Task details: Reproduce the whole listing, character for character.

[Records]
_ _ _
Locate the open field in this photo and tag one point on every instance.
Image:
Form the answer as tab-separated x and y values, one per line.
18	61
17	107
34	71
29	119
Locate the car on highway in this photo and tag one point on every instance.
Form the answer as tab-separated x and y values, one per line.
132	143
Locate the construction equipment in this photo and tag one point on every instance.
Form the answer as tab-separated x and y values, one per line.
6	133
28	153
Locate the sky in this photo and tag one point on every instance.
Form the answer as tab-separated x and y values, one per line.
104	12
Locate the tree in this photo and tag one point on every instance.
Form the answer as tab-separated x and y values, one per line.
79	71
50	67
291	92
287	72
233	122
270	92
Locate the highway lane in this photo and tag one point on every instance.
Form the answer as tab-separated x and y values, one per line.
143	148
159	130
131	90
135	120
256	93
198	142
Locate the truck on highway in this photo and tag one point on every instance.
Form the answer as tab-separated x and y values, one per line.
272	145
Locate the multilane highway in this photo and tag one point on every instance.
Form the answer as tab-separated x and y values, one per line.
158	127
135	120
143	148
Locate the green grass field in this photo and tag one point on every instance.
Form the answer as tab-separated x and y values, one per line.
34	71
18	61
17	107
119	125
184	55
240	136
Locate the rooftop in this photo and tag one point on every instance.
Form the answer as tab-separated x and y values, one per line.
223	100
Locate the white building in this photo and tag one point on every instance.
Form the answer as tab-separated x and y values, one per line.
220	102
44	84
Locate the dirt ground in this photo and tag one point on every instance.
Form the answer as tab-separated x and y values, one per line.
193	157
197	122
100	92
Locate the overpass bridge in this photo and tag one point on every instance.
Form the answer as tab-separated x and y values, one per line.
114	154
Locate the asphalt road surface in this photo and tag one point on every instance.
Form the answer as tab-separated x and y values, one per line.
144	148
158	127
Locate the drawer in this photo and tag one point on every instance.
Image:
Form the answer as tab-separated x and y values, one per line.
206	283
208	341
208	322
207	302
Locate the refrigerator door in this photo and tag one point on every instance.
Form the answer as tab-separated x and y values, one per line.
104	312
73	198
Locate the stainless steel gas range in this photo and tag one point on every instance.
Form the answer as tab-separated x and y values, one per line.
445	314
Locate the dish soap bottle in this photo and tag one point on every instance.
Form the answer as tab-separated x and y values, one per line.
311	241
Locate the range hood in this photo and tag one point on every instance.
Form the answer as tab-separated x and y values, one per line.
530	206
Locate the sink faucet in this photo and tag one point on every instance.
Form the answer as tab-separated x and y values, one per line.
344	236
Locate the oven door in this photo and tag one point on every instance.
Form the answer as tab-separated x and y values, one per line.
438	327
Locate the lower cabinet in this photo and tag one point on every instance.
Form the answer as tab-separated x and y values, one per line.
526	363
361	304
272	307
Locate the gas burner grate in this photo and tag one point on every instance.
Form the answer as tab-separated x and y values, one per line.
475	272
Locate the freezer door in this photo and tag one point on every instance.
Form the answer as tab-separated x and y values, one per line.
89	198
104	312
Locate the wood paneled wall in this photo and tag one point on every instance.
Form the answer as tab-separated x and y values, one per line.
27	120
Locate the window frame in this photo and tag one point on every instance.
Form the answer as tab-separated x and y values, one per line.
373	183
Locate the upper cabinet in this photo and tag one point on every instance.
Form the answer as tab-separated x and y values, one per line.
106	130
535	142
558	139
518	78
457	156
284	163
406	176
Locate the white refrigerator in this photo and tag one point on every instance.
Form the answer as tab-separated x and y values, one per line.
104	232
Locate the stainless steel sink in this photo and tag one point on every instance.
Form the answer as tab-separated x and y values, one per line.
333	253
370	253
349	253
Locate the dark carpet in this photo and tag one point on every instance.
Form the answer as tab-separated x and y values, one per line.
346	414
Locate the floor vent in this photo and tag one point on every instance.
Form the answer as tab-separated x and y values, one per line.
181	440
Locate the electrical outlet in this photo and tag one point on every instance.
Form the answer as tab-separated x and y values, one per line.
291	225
_ _ _
Answer below:
Locate the open field in this photo and tag one point on every instance.
Image:
Form the answer as tab-separated x and y values, one per line.
18	61
17	107
34	71
29	119
Locate the car on highway in this photo and tag one point on every instance.
Form the answer as tab-separated x and y values, one per line.
132	143
Locate the construction equipment in this photo and tag one point on every instance.
Form the answer as tab-separated x and y values, one per line.
6	133
28	153
Locate the sky in this photo and tag one point on every instance.
Form the answer as tab-separated x and y values, one per line.
104	12
Locate the tree in this photo and tag one point on every instance.
Form the answer as tab-separated x and y values, one per line.
79	71
50	67
291	92
287	72
233	122
270	92
Locate the highway lane in this photo and tag one point on every instance.
Form the answer as tab-separated x and y values, one per line.
143	148
159	130
131	90
135	120
256	93
198	142
Locate the truck on highway in this photo and tag one point on every instance.
Form the answer as tab-separated x and y values, one per line.
272	145
Locate the multilane highway in this photo and tag one point on every instance.
Form the answer as tab-separated x and y values, one per line.
158	127
135	120
143	148
Locate the green grass field in this photo and tag one point on every instance.
Form the answer as tab-separated x and y values, one per line.
34	71
18	61
17	107
119	125
184	55
240	136
Locate the rooftop in this photo and tag one point on every instance.
Form the answer as tab-separated x and y values, one per line.
223	100
Locate the white building in this photo and tag one point on every instance.
Form the answer as tab-separated x and y values, one per line.
220	102
44	84
Locate the dirt ground in this photo and tag one point on every instance.
Form the answer as tab-separated x and y values, one per line.
193	157
197	122
100	92
Locate the overpass bridge in this photo and tag one point on every instance.
Form the answer as tab-separated x and y values, one per line.
114	154
Locate the asphalt road surface in this photo and tag one point on every instance.
Form the answer as tab-separated x and y values, one per line.
144	148
158	127
Locate the drawer in this photo and tag one point on every instance.
Image:
Form the answer as tab-separated x and y values, one per line.
206	283
208	341
208	322
207	302
Locate the refrigerator door in this photo and tag one point on every instance.
Form the answer as tab-separated x and y values, one per line.
104	312
73	198
Locate the stainless steel gas range in this photo and tag one point on every instance.
Form the answer as tab-separated x and y values, one per line.
445	314
Locate the dish soap bottle in this photo and tag one point on every instance.
Form the answer as tab-separated x and y values, one per line.
311	241
Locate the range hood in this photo and tag one point on every instance.
Form the answer as tab-separated x and y values, one per line.
530	206
Locate the sink faucet in this photo and tag one point on every instance.
Form the answer as tab-separated x and y values, one per line.
344	236
Locate the oven door in this photo and tag one point on every instance.
Form the answer as tab-separated x and y values, one per line.
438	327
Locate the lower cabinet in this photo and tag one point on every instance.
Form the answer as tab-separated x and y values, one per line.
526	363
361	304
272	307
Locate the gas burner grate in this photo and tag one point on every instance.
Form the answer as tab-separated x and y values, one per line.
475	272
Locate the freezer door in this photo and tag one point on every instance.
Form the answer as tab-separated x and y values, one per line.
89	198
104	312
Locate the wood paneled wall in this photo and tag one point on every instance.
Form the answer as tab-separated x and y values, one per line.
27	120
Locate the window frame in this photo and tag one point on every instance.
Form the answer as tab-separated x and y values, one per line.
373	183
Locate the upper cabinet in this photo and tag one point on every instance.
Form the answer as tab-separated x and y values, one per line.
106	130
535	142
558	139
518	78
457	156
284	163
406	176
Locate the white refrigerator in this photo and tag one point on every instance.
Form the answer as tab-separated x and y values, one per line.
104	232
Locate the stainless steel sink in this photo and tag one point on every instance.
Form the answer as tab-separated x and y values, one per line.
333	253
370	253
349	253
Locate the dark carpet in this photo and tag one point on every instance.
Form the answer as tab-separated x and y values, one per line.
346	414
Locate the floor vent in this photo and tag one point on every instance.
Form the answer as tab-separated x and y values, one per line.
181	440
Locate the electrical outlet in this photo and tag one point on every instance.
Form the answer as tab-separated x and y values, one per line.
291	225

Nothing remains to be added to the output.